I allow the handrail bracket that Mj has posted on residential projects only and it has to be screwed to solid material, to a post or a stud behind the drywall in most cases.

It was not my intent to make reference to the IBC requirements, my mistake.

pc1


----------



## fatboy (Feb 22, 2012)

Sorry, should have qualified my comment, see the all the time in IRC buildings. IBC buildings typically have a bracket that is manudactured to mate with a manufactured guard system.


----------



## mjesse (Feb 22, 2012)

Agreed. Bracket in question approved for use in IRC, not approved in IBC/NFPA101

Thanks


----------



## tbz (Feb 22, 2012)

brudgers said:
			
		

> NFPA 101 7.2.2.4.4.5 [2003] requires 2 1/4" clearance between the handrail and wall to which it is fastened.    Some people will "grasp" a handrail with a closed fist, or the stump of an amputated limb.


Ah, the NFPA :butt, well most of the places we see 101 adopted, the adopting agency modifies the 2.25 to 1-1/2" to match what all the other standards publish.

There are the few that adopt it and leave it, but we mostly see it changed when adopted.


----------



## tbz (Feb 22, 2012)

Pcinspector1 said:
			
		

> tbz, I allow the handrail bracket that Mj has posted on residential projects only and it has to be screwed to solid material, to a post or a stud behind the drywall in most cases.
> 
> It was not my intent to make reference to the IBC requirements, my mistake.
> 
> pc1


I was kinda figuring that was the case


----------



## tonyleto (Feb 22, 2012)

brudgers said:
			
		

> NFPA 101 7.2.2.4.4.5 [2003] requires 2 1/4" clearance between the handrail and wall to which it is fastened.    Some people will "grasp" a handrail with a closed fist, or the stump of an amputated limb.


Now don't start muddying the water with the NFPA position.

The 2-1/4" clearance between the wall and handrail was the original proposal to ANSI, ADA and ICC. The justification presented was in regards to falls not graspability.

Most injuries on stairs are still related to non-use of handrail. The scenario presented was that someone, not grasping a handrail, who trips while on stair, will reach out to grasp the handrail. Their hand will have fingers extended horizontally in this situation. The proponent felt that the wall clearance needed to be 2-1/4 inches to allow clearance for that person's outspread fingers -- the 1-1/2 inch clear would result in finger tip impact and negate the ability to grasp the handrail.

Not enough evidence was presented to support this concept so the request to extend the minimum from 1-1/2 inches to 2-1/4 inches was denied in the ICC, ANSI and ADA.

However, the proponent of this change was able to get NFPA to accept the change for NFPA 5000. When NFPA 5000 didn't gain acceptance, it became part of NFPA 101.

Attempts to get the NFPA to change it back to match up with the others have failed but not because of the finger extension issue or the use by someone with an amputated limb. Fire fighters prefer the 2-1/4 Inch minimum because it provides clearance for their heavy-weight gloves. For that reason, it will never be rolled back at this point.

# Listing
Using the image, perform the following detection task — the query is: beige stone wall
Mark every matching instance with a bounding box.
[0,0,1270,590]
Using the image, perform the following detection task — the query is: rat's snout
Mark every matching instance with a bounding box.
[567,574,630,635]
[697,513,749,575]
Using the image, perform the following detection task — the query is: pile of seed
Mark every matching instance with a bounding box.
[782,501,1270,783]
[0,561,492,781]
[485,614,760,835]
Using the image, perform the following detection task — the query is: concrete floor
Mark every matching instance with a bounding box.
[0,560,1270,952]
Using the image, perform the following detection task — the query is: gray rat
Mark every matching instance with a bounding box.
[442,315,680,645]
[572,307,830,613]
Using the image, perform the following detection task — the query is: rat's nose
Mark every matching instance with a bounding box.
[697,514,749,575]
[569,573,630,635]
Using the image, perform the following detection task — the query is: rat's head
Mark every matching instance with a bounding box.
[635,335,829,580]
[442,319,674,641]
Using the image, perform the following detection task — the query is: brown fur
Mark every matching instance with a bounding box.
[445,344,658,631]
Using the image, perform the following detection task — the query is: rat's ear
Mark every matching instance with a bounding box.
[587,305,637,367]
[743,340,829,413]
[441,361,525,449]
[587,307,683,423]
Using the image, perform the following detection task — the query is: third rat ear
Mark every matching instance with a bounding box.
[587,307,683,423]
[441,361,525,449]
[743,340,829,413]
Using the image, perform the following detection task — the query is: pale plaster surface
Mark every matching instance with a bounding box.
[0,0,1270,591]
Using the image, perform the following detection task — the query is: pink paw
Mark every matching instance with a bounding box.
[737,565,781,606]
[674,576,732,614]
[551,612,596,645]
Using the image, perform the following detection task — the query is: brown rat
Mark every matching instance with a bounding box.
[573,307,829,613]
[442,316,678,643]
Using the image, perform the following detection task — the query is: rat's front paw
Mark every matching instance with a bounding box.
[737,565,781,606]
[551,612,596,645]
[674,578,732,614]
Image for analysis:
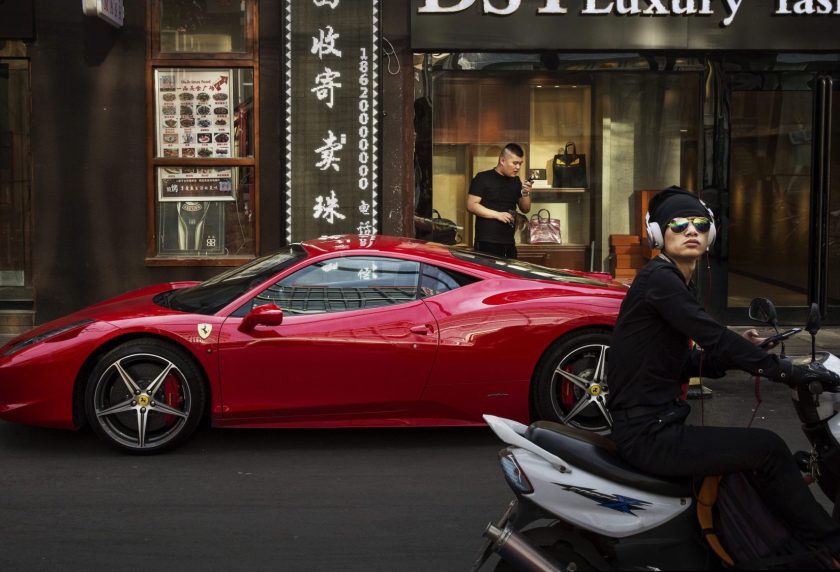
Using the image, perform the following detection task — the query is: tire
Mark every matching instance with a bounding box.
[533,330,612,434]
[85,339,205,454]
[493,530,597,572]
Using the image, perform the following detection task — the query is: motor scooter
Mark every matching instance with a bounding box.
[473,298,840,572]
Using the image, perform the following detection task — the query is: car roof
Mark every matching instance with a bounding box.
[301,234,461,265]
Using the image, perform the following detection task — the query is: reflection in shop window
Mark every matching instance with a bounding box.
[160,0,247,53]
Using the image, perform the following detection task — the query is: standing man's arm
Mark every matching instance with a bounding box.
[517,179,534,213]
[467,195,512,224]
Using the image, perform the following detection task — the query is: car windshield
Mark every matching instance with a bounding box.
[449,247,604,286]
[162,244,306,315]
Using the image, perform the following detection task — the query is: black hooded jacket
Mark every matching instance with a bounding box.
[607,256,789,409]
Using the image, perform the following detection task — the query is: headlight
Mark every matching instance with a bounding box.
[499,449,534,495]
[3,319,93,357]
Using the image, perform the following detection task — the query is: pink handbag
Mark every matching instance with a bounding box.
[528,209,562,244]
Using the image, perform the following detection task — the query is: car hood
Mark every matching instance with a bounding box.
[8,282,198,345]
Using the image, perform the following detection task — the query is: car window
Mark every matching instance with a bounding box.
[449,247,604,286]
[420,264,478,298]
[159,244,306,315]
[236,256,420,315]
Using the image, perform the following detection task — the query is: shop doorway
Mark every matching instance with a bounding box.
[716,65,840,323]
[0,59,32,304]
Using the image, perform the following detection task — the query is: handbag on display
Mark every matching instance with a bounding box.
[414,209,461,244]
[551,141,588,188]
[528,209,561,244]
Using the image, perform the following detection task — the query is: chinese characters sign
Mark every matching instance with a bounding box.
[284,0,379,242]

# What this exercise asks
1. In the handrail thread, how would you say "Most injuries on stairs are still related to non-use of handrail." in Spanish?
2. Can you reproduce the part of the handrail thread starting at "However, the proponent" and ending at "of NFPA 101."?

# Solutions to the problems
1. La mayoría de las lesiones en las escaleras siguen estando relacionadas con no usar el pasamanos.

2.
However, the proponent of this change was able to get NFPA to accept the change for NFPA 5000. When NFPA 5000 didn't gain acceptance, it became part of NFPA 101.